• [What to do]: Your task is to repeat the records exactly from the line containing "Provide the outline of every instance of the dirt" onward, through the final line.

• [Input for this task]:
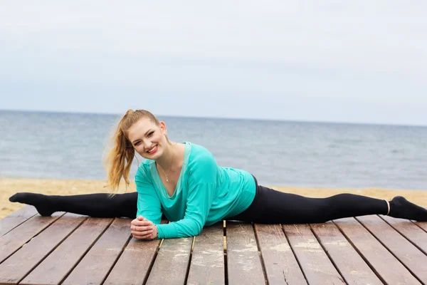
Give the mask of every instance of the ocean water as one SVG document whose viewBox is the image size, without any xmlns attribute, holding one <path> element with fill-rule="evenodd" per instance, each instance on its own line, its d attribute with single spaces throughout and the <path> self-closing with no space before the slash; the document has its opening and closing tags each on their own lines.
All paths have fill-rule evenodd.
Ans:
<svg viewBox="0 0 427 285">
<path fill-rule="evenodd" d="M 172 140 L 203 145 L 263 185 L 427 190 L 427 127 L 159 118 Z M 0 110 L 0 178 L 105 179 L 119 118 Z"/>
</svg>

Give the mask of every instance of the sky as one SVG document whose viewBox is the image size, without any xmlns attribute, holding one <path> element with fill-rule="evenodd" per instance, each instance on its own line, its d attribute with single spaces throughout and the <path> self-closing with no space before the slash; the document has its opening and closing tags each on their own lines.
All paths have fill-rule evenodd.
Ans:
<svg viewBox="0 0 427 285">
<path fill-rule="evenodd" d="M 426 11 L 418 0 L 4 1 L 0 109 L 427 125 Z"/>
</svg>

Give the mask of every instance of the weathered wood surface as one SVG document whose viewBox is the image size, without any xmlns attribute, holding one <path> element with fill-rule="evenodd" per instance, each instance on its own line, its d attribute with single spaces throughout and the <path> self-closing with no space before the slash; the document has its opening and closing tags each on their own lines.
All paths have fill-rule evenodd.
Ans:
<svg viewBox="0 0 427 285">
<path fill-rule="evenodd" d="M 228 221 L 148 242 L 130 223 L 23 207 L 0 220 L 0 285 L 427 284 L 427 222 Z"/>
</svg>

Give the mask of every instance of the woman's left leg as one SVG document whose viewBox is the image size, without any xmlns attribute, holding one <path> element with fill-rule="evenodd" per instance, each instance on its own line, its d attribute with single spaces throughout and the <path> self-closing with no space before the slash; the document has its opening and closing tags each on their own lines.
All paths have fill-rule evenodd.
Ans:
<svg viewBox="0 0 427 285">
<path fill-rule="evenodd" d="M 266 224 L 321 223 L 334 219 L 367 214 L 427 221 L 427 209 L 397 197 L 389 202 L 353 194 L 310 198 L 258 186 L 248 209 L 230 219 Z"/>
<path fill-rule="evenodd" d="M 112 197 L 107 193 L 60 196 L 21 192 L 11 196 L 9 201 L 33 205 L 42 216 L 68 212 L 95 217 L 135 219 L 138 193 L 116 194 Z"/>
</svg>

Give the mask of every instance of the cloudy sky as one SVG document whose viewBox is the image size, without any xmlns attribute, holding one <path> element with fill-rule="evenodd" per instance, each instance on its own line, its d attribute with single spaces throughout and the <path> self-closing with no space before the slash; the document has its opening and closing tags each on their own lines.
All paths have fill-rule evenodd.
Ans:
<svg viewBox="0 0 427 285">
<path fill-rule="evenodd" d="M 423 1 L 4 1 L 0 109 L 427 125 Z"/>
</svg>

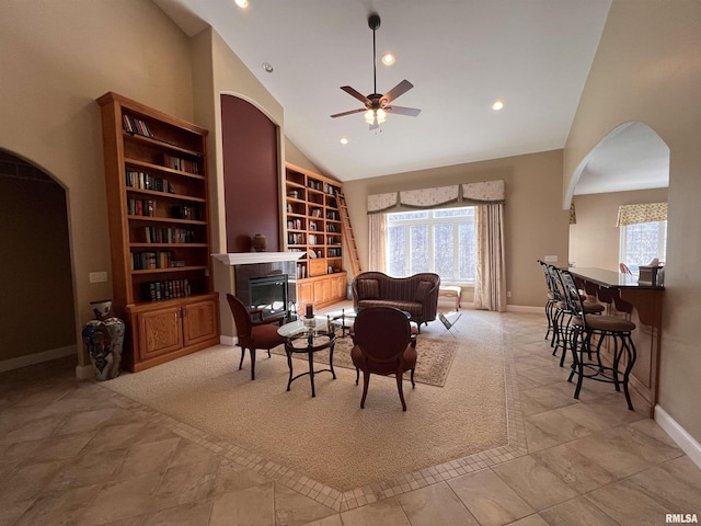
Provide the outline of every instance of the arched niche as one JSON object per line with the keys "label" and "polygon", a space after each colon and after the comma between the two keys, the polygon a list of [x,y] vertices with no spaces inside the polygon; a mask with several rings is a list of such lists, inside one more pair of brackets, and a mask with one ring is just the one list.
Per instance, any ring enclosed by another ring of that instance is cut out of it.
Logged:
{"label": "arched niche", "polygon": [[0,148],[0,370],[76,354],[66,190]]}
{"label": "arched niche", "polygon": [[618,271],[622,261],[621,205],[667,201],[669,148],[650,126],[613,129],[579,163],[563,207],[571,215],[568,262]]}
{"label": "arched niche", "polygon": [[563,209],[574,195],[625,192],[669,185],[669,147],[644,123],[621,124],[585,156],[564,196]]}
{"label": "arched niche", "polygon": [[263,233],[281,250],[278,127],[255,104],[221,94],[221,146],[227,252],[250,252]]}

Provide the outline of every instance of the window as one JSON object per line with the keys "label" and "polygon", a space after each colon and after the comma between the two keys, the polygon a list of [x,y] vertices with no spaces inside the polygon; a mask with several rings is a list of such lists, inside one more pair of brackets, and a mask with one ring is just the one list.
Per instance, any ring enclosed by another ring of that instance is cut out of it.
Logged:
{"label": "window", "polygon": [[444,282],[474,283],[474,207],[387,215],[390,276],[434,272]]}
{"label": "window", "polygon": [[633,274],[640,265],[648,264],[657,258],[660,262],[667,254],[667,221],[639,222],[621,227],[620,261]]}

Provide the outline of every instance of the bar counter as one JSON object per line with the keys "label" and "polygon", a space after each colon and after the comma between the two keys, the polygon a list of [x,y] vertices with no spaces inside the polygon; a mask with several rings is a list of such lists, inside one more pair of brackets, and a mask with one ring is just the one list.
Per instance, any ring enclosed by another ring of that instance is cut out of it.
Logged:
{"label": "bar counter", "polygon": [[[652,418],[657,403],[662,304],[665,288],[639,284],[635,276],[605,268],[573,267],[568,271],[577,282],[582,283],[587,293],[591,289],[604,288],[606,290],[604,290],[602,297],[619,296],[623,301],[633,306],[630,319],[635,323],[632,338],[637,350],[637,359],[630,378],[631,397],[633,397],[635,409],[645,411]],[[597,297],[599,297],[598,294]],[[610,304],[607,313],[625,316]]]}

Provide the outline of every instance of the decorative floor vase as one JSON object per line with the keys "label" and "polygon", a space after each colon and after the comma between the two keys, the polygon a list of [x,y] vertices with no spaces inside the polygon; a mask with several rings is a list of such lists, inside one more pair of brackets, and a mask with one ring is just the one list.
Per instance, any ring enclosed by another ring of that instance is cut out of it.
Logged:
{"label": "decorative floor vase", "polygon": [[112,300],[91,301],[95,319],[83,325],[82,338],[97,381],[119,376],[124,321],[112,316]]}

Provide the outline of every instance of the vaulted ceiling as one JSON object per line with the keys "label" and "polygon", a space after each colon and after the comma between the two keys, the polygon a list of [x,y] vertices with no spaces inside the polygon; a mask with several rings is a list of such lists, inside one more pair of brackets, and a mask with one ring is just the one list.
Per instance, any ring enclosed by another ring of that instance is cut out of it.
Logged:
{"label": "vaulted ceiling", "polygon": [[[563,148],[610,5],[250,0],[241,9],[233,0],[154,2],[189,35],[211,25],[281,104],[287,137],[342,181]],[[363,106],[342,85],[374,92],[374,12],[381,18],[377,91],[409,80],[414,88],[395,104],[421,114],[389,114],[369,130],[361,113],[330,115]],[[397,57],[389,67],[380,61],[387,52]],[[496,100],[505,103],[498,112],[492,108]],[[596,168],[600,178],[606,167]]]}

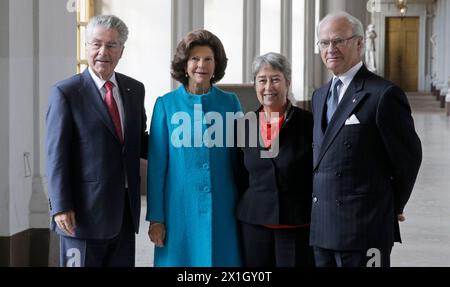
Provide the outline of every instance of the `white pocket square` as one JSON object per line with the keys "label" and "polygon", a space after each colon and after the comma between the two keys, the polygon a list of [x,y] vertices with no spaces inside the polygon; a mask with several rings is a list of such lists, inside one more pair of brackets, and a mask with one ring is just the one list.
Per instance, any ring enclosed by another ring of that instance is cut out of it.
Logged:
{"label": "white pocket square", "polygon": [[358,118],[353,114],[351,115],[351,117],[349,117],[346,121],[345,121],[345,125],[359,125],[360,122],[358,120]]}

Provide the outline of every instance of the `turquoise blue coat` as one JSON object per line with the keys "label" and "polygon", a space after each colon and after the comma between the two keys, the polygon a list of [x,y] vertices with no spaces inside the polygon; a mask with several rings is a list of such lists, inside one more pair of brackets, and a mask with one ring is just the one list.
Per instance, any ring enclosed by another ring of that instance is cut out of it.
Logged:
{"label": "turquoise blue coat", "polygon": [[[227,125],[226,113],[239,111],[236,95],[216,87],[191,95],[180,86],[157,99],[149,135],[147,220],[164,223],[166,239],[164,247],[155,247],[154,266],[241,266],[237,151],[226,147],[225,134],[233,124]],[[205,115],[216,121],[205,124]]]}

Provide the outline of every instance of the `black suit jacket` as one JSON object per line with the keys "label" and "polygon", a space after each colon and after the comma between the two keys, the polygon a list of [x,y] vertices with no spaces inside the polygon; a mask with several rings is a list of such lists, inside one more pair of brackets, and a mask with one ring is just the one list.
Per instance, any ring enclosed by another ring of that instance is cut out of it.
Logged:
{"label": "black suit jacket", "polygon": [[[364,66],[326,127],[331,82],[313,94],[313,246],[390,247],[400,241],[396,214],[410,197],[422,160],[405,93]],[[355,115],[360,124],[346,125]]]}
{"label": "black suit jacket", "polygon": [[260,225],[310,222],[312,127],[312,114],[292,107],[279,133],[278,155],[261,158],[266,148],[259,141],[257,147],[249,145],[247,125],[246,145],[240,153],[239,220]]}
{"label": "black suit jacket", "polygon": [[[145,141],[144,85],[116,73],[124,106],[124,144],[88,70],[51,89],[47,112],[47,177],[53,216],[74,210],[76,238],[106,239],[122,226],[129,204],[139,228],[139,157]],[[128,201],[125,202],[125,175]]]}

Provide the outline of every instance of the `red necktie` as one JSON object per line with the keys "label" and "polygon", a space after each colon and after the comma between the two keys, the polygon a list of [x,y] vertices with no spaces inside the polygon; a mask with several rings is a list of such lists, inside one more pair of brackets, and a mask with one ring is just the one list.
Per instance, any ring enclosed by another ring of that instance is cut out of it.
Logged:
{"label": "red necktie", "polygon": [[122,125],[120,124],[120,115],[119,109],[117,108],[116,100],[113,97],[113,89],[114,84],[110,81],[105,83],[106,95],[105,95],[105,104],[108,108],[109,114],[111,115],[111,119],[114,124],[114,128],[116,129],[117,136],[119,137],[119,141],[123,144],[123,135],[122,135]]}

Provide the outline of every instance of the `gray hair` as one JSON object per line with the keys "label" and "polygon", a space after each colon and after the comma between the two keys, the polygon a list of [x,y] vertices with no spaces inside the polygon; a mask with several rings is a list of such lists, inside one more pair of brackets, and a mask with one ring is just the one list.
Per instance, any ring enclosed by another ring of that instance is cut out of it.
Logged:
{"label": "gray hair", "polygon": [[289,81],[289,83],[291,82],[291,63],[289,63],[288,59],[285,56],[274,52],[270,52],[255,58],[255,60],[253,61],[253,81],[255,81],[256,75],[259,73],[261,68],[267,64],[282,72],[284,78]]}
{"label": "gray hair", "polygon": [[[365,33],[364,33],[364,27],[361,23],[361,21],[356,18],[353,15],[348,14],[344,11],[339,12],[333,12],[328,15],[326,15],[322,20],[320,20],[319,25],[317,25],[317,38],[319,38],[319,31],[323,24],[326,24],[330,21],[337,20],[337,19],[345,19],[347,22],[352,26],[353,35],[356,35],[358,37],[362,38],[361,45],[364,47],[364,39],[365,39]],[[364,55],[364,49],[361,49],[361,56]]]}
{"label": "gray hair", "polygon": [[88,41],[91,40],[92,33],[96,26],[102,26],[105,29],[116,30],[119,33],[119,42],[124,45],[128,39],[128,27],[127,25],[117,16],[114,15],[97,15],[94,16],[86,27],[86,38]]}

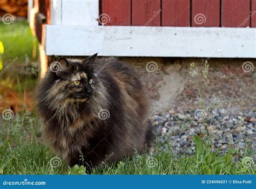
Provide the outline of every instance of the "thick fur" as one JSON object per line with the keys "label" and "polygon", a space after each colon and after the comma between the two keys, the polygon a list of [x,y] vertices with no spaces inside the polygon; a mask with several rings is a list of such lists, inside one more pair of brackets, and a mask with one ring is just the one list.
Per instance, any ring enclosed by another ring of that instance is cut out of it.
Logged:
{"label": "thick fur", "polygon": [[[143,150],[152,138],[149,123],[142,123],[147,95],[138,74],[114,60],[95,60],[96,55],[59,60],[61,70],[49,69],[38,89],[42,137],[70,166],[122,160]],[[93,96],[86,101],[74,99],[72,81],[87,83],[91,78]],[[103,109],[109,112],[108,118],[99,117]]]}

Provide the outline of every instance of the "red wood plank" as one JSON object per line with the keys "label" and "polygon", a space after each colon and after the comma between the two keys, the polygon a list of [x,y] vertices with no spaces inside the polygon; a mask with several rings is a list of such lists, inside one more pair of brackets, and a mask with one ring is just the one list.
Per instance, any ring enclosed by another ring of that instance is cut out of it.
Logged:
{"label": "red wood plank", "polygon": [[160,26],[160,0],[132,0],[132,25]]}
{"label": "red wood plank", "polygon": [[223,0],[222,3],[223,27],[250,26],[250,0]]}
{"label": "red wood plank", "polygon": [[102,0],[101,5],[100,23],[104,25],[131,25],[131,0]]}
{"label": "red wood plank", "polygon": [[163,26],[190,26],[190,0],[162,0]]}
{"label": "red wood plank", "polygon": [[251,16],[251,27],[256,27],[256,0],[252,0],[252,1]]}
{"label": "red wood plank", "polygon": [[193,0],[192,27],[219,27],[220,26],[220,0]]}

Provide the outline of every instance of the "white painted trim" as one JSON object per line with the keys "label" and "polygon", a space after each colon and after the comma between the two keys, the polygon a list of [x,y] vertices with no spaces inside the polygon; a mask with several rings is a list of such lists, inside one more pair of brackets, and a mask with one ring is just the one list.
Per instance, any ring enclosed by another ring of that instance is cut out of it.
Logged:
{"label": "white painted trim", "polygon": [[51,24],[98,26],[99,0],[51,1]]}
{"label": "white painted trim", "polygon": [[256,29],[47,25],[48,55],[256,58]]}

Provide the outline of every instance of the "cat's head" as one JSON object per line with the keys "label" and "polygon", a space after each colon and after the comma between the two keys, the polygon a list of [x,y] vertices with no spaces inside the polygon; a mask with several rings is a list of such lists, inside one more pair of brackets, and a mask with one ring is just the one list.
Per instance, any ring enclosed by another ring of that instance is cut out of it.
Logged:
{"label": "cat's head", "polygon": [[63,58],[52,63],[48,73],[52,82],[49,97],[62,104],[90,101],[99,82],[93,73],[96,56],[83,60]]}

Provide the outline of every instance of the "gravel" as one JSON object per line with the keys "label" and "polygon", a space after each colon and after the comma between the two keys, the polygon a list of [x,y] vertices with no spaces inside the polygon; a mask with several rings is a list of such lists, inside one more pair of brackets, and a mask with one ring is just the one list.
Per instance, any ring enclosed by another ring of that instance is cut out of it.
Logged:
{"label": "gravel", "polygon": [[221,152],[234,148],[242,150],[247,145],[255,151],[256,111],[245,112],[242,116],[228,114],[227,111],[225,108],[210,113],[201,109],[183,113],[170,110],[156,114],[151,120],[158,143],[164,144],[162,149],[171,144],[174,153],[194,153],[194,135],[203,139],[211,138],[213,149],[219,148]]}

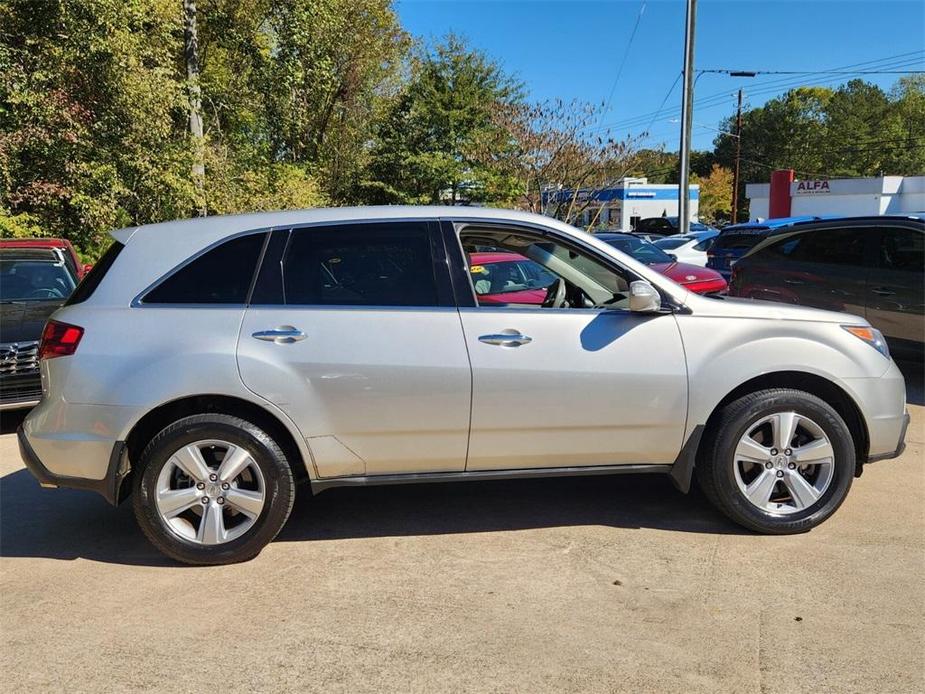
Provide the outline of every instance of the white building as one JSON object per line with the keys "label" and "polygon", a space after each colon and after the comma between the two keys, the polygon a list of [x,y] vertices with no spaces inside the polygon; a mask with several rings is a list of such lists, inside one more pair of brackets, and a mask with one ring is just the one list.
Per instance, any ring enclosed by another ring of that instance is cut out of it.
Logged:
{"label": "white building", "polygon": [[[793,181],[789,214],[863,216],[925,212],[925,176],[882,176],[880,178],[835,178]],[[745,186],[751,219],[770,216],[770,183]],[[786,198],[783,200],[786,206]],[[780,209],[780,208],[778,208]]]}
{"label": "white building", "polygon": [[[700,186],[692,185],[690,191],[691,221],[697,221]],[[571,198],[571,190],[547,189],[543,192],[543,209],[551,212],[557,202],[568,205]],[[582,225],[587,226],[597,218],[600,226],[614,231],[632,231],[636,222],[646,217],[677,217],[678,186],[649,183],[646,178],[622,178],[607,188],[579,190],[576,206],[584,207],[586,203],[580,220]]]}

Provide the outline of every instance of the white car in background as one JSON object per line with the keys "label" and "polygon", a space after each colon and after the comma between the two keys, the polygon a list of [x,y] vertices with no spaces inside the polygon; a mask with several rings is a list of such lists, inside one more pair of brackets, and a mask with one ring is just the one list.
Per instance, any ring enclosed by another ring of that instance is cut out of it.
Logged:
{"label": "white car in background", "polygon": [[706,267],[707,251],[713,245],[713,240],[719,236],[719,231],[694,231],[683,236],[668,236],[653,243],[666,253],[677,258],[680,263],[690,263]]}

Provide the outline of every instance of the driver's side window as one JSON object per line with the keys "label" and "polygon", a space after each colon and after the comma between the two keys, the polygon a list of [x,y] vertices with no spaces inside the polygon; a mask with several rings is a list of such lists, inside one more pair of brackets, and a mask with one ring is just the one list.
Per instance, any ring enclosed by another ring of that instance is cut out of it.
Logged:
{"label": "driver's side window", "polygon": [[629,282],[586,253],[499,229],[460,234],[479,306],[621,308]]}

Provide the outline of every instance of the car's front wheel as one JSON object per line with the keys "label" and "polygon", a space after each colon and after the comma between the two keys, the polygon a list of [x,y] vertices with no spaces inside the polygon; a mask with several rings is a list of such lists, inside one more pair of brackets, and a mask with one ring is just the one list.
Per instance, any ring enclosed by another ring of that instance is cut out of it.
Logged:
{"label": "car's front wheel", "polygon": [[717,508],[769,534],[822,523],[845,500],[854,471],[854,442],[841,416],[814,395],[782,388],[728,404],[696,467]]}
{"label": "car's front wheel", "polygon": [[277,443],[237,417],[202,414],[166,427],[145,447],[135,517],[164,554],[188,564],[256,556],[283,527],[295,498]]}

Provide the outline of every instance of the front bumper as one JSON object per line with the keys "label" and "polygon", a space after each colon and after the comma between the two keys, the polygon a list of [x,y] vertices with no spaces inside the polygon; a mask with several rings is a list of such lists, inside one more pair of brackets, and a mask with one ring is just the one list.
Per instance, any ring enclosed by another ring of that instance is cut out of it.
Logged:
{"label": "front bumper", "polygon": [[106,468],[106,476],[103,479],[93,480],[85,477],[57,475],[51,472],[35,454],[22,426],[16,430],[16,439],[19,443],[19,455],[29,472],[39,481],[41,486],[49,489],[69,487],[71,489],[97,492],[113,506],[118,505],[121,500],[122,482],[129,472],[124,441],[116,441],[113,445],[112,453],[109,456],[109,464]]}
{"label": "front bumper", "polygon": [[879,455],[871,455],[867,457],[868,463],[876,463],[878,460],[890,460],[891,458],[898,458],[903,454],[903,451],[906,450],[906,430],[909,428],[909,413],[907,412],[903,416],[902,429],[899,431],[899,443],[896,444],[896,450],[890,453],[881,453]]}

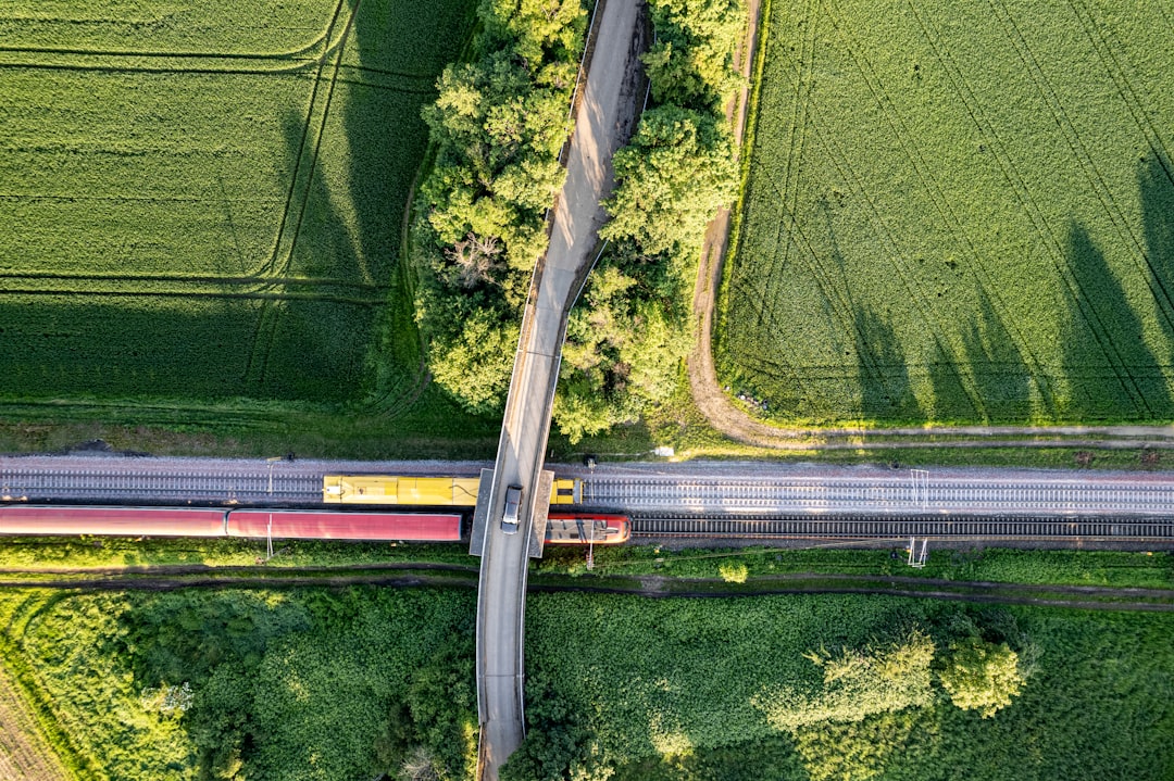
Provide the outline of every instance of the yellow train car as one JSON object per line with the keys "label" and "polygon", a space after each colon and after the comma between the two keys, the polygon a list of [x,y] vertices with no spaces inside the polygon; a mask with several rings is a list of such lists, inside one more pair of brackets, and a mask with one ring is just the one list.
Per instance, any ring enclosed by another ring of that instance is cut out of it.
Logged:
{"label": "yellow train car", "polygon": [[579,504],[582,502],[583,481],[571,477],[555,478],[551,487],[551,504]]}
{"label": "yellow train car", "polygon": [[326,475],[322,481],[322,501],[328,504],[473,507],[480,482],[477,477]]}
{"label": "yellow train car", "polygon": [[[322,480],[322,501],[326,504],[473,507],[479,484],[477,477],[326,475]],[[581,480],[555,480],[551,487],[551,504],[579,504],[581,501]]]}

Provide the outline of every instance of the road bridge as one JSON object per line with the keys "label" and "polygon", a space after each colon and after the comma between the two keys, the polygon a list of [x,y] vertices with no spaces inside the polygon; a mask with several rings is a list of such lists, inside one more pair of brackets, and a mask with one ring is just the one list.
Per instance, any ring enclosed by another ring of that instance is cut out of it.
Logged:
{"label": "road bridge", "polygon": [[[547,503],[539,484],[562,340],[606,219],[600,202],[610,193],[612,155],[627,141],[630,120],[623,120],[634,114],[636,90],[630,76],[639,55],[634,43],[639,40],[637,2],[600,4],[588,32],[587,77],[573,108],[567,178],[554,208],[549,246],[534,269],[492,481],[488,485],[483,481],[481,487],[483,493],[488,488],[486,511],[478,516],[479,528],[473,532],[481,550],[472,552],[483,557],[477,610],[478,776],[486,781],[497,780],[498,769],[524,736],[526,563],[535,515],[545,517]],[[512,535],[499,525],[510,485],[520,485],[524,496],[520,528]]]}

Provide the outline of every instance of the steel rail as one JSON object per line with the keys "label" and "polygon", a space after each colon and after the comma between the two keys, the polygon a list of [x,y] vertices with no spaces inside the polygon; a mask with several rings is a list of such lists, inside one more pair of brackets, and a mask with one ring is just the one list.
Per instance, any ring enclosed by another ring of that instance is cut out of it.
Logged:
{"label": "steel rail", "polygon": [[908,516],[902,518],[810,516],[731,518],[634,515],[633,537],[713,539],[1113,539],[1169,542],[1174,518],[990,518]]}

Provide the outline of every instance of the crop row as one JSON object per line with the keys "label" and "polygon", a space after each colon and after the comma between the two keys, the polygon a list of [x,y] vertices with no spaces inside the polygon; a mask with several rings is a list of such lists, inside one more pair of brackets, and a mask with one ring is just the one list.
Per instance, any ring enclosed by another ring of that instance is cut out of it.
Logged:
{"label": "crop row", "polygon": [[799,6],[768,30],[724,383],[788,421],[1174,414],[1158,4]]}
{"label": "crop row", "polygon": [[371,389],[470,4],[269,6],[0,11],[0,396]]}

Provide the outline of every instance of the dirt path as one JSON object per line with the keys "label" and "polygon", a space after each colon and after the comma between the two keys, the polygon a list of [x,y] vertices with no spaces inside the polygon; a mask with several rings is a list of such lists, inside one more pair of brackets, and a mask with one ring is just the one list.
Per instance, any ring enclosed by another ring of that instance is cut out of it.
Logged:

• [Solution]:
Provide the outline of every instance of the dirt path as one JSON object per line with the keys "label" and "polygon", a space after each colon and after the comma between the two keys, the polygon a list of [x,y] vertices with no spaces inside the polygon; a mask with several rings is a list of such lists, inside one more pair of brackets, and a mask with one ring is just the one list.
Per instance, any ring enclosed by another ring of that instance is cut out of it.
Logged:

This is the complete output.